## WHAT NEEDS TO BE DONE
Please copy the records word for word from their first line through the line containing "(1000, 642)", including that line, and leave the pictures out.

## INPUT DATA

□ □ □ □ □ □ □

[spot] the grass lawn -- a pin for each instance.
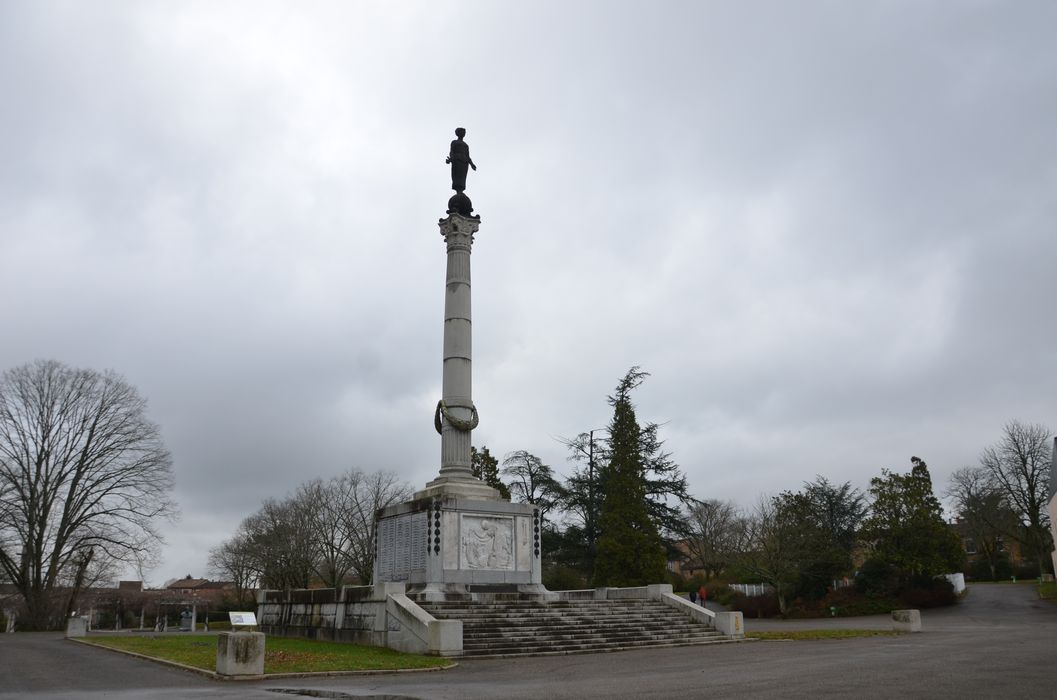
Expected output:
(800, 634)
(282, 655)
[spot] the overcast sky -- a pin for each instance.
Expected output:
(827, 229)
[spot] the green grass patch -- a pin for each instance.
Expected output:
(801, 634)
(282, 655)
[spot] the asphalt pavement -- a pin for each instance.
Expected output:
(1000, 642)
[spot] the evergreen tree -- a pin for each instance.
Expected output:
(485, 467)
(906, 527)
(665, 487)
(630, 551)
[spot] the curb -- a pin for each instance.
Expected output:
(211, 675)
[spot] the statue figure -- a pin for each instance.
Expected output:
(459, 158)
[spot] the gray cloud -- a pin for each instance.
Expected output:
(824, 228)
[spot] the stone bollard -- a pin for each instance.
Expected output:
(76, 627)
(907, 621)
(240, 654)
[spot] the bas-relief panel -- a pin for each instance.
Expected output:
(524, 544)
(487, 542)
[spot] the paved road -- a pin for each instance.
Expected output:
(1001, 642)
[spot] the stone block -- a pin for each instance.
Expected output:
(907, 621)
(240, 654)
(730, 624)
(76, 627)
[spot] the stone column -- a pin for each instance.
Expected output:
(456, 415)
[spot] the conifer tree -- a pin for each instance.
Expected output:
(485, 467)
(630, 550)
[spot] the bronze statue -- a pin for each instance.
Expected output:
(459, 158)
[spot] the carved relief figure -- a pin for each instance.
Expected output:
(486, 545)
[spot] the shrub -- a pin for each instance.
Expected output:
(721, 593)
(755, 606)
(928, 593)
(877, 578)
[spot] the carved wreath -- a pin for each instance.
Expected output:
(442, 409)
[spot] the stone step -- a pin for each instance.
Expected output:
(553, 640)
(498, 651)
(505, 628)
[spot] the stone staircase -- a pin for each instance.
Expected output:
(518, 627)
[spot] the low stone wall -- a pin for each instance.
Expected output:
(373, 615)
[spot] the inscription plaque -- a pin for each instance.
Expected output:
(402, 547)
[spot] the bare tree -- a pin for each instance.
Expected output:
(232, 560)
(983, 512)
(772, 552)
(717, 535)
(84, 477)
(532, 480)
(368, 494)
(1019, 465)
(325, 504)
(279, 546)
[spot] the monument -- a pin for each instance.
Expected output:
(457, 537)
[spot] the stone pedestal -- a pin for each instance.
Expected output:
(240, 654)
(76, 627)
(449, 546)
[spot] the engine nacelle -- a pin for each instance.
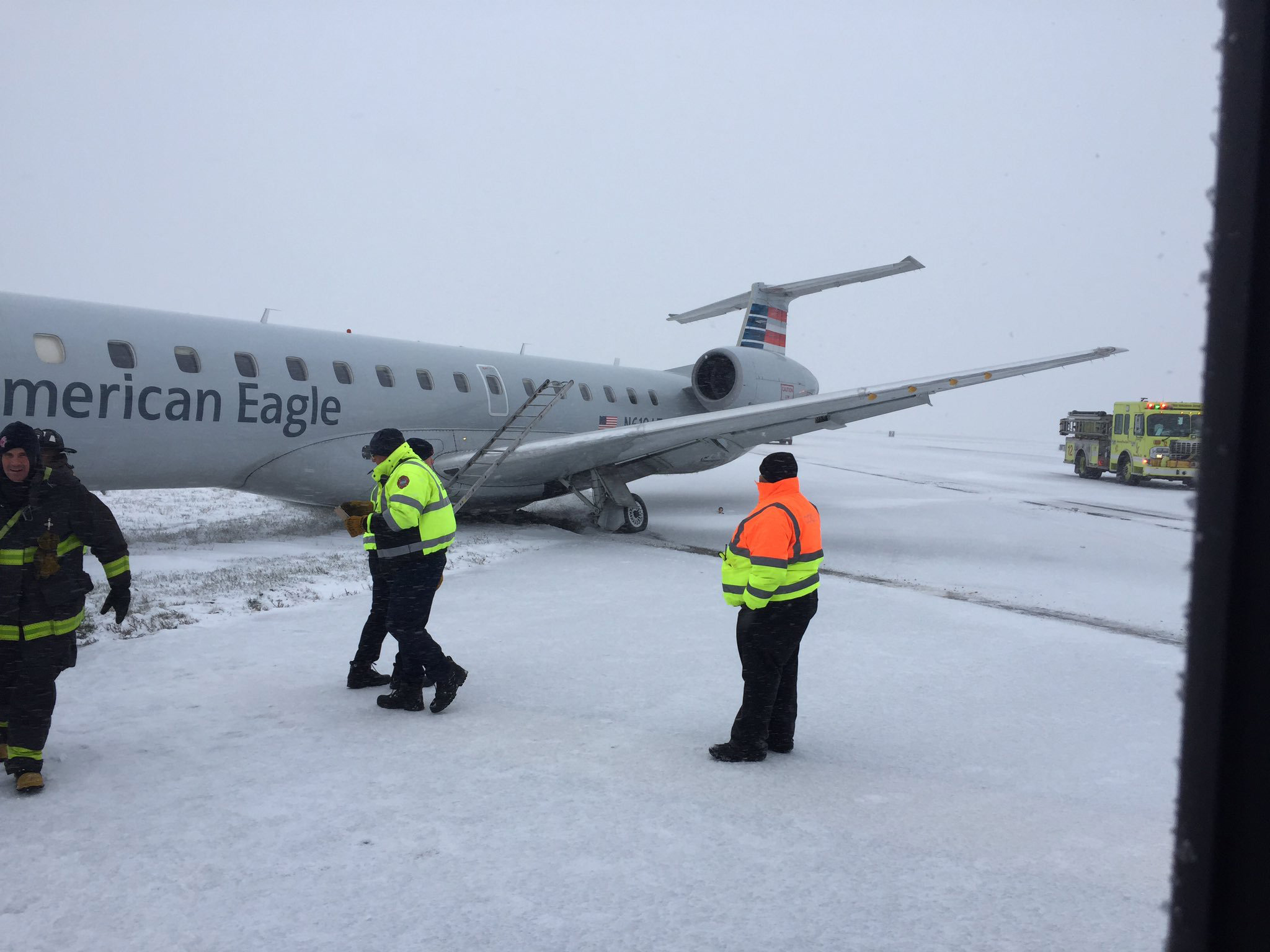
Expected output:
(739, 376)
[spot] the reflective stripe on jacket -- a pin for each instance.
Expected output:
(368, 537)
(42, 578)
(775, 553)
(412, 511)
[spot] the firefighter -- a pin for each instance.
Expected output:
(771, 571)
(47, 518)
(361, 669)
(412, 524)
(54, 450)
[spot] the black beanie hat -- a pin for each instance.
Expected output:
(386, 441)
(778, 466)
(19, 436)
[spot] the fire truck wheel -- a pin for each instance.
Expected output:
(1123, 475)
(1082, 469)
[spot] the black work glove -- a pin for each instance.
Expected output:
(118, 599)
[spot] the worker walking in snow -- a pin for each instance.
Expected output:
(47, 518)
(412, 524)
(361, 669)
(771, 570)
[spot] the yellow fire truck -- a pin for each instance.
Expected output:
(1139, 441)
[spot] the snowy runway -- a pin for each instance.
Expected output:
(964, 777)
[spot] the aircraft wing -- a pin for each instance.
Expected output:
(666, 446)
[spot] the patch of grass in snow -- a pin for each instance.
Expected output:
(195, 521)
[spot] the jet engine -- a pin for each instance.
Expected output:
(739, 376)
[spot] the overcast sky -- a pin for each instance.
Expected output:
(566, 174)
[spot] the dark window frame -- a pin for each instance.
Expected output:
(131, 353)
(191, 355)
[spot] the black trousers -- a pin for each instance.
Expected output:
(412, 586)
(376, 626)
(768, 641)
(29, 694)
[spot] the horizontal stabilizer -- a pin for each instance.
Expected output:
(797, 288)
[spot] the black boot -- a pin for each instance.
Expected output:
(447, 687)
(730, 753)
(402, 700)
(363, 676)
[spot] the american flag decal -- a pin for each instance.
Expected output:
(765, 328)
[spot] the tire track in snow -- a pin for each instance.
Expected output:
(1089, 621)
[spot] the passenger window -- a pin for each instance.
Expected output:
(187, 359)
(48, 348)
(122, 355)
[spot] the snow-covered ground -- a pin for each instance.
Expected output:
(968, 775)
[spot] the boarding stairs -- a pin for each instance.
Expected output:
(507, 438)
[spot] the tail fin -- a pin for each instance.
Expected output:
(768, 305)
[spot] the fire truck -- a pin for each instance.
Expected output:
(1139, 441)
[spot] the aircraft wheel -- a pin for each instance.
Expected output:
(634, 517)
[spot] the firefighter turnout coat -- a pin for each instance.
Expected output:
(775, 553)
(412, 511)
(42, 578)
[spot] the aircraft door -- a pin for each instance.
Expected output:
(494, 389)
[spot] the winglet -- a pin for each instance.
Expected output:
(768, 305)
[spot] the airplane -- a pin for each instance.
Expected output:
(155, 400)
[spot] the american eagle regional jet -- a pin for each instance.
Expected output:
(153, 399)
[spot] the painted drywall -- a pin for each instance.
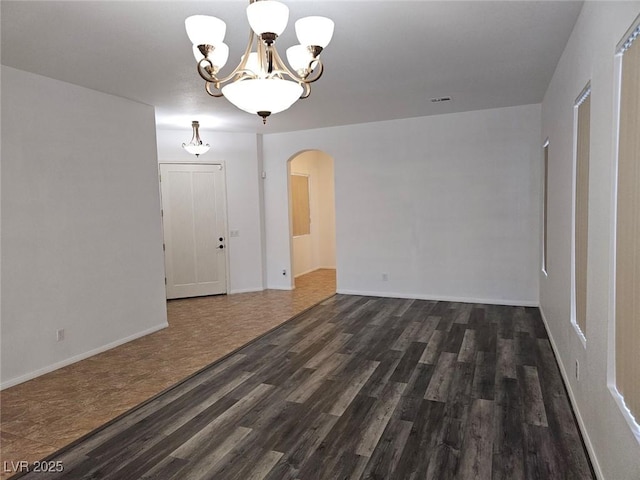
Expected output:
(81, 236)
(316, 250)
(238, 152)
(589, 56)
(447, 206)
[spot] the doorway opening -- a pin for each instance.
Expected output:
(312, 218)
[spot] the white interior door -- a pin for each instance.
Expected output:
(194, 222)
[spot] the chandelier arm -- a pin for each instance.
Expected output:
(282, 67)
(306, 92)
(207, 87)
(204, 66)
(319, 70)
(242, 66)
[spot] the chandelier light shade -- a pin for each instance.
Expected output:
(195, 146)
(261, 83)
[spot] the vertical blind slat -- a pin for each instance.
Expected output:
(628, 234)
(582, 212)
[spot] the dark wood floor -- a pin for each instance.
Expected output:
(358, 388)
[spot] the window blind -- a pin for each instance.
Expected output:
(582, 208)
(627, 301)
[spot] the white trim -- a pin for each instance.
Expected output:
(443, 298)
(586, 91)
(574, 405)
(81, 356)
(626, 413)
(629, 37)
(246, 290)
(545, 208)
(634, 425)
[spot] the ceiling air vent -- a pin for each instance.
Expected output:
(440, 99)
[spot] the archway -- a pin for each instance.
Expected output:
(312, 217)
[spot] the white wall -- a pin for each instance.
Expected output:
(81, 236)
(589, 55)
(239, 153)
(447, 206)
(316, 250)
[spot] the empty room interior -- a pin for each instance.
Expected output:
(408, 247)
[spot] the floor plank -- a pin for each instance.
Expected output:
(358, 388)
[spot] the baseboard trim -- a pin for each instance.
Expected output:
(305, 272)
(76, 358)
(444, 298)
(246, 290)
(314, 270)
(572, 399)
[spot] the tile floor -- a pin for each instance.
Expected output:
(43, 415)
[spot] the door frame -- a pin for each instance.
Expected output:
(225, 218)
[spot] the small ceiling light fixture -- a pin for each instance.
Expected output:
(195, 146)
(261, 83)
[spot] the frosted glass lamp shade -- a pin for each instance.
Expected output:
(299, 57)
(316, 31)
(271, 95)
(268, 16)
(218, 58)
(205, 30)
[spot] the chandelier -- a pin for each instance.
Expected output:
(195, 146)
(261, 83)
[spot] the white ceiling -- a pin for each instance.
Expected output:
(386, 59)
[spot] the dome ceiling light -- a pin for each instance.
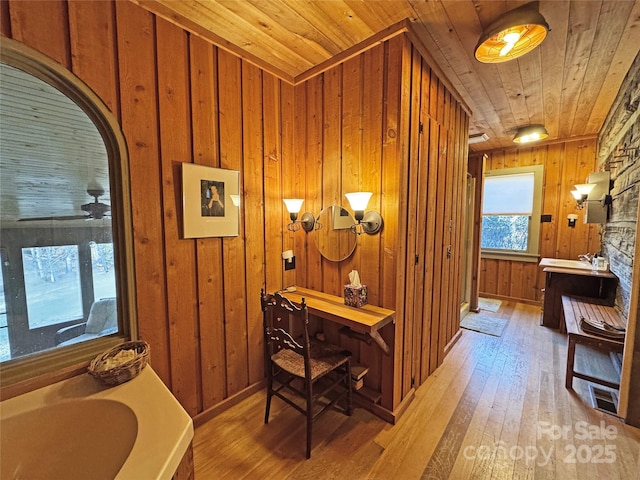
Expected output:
(512, 35)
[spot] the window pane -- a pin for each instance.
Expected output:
(52, 284)
(104, 278)
(508, 194)
(5, 351)
(505, 232)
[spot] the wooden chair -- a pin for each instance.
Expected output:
(299, 368)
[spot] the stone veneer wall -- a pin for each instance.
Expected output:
(619, 152)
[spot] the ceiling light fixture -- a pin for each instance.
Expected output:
(512, 35)
(478, 138)
(530, 133)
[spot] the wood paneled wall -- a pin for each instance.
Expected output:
(565, 164)
(379, 121)
(382, 121)
(181, 99)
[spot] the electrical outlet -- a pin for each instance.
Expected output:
(290, 264)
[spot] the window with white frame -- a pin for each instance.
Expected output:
(511, 208)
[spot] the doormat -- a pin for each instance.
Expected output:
(489, 304)
(479, 322)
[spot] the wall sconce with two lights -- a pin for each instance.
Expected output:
(593, 197)
(366, 222)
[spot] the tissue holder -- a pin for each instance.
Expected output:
(355, 296)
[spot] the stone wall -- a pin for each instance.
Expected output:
(619, 152)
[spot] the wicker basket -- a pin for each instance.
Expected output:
(122, 372)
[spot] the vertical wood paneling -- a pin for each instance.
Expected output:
(5, 20)
(415, 241)
(180, 264)
(92, 34)
(234, 267)
(273, 227)
(292, 169)
(371, 160)
(565, 164)
(253, 171)
(208, 250)
(314, 169)
(400, 48)
(136, 55)
(180, 99)
(32, 21)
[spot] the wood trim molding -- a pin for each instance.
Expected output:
(428, 58)
(544, 143)
(378, 38)
(629, 384)
(161, 11)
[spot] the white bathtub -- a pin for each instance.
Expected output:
(79, 429)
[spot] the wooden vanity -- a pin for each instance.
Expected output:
(562, 278)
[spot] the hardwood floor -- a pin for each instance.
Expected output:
(496, 409)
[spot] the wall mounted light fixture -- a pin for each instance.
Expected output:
(512, 34)
(530, 133)
(307, 220)
(369, 222)
(581, 193)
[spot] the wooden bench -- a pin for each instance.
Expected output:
(597, 309)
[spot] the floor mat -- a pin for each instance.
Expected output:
(484, 324)
(489, 304)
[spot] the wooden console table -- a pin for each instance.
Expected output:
(595, 308)
(366, 320)
(572, 281)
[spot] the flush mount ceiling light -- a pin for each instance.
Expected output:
(530, 133)
(512, 35)
(478, 138)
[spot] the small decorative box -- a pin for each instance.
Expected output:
(355, 296)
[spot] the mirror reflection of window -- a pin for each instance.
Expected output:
(62, 278)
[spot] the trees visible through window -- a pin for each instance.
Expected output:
(511, 211)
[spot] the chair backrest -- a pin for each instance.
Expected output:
(283, 323)
(103, 315)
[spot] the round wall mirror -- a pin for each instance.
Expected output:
(333, 236)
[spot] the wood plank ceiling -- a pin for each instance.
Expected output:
(568, 84)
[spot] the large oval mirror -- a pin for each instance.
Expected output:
(65, 277)
(333, 237)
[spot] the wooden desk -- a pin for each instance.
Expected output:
(595, 308)
(366, 320)
(572, 281)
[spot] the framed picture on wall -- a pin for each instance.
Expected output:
(210, 201)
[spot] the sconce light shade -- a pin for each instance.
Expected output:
(531, 133)
(293, 204)
(512, 35)
(293, 207)
(584, 188)
(358, 200)
(370, 222)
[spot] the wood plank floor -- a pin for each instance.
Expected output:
(496, 409)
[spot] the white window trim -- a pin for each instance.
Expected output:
(533, 251)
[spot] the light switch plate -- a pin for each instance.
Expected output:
(290, 264)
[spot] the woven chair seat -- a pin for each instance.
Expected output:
(293, 363)
(324, 368)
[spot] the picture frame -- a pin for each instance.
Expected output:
(210, 201)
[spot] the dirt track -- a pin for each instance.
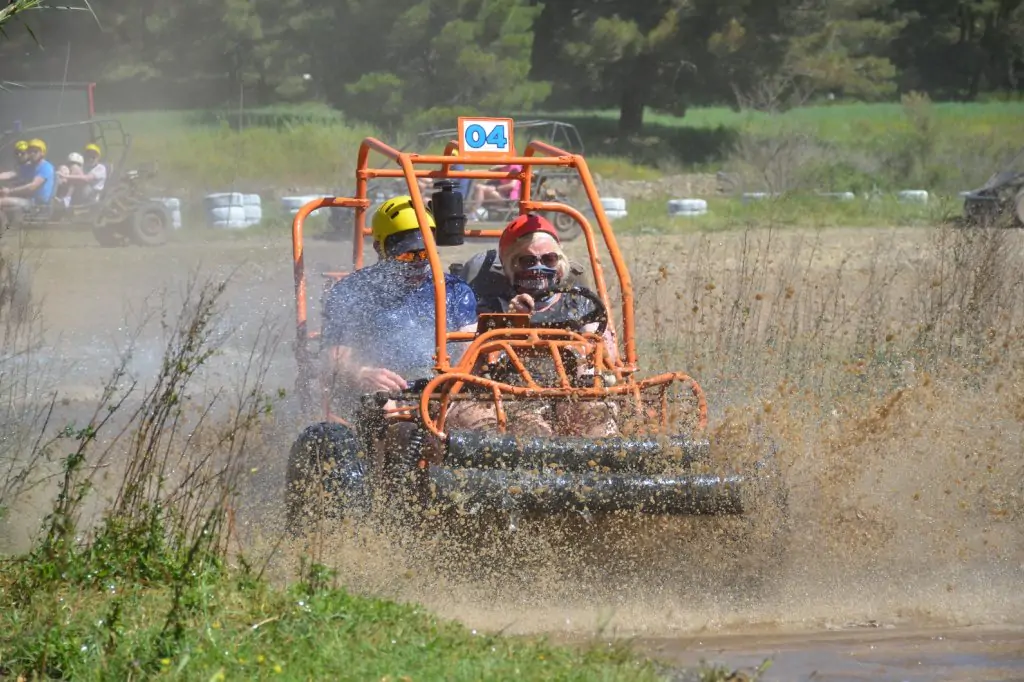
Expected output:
(87, 292)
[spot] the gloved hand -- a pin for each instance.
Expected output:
(378, 379)
(521, 303)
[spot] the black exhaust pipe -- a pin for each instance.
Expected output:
(500, 451)
(551, 493)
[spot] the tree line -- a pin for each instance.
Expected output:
(397, 62)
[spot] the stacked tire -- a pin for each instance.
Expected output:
(686, 207)
(173, 205)
(614, 207)
(293, 204)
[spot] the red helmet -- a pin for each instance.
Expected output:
(525, 224)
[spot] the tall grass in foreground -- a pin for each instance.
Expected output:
(156, 585)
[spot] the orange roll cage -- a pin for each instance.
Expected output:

□ □ □ □ □ □ □

## RESULT
[spot] the grass lawn -- a pin for each instance.
Expected output:
(800, 634)
(282, 655)
[spot] the overcast sky -- a pin for each instance.
Expected output:
(827, 229)
[spot] the green grass patch -- a pin for each instance.
Expected output:
(801, 634)
(282, 655)
[spot] the asphalt pavement -- a pin for each instance.
Expected output:
(1000, 642)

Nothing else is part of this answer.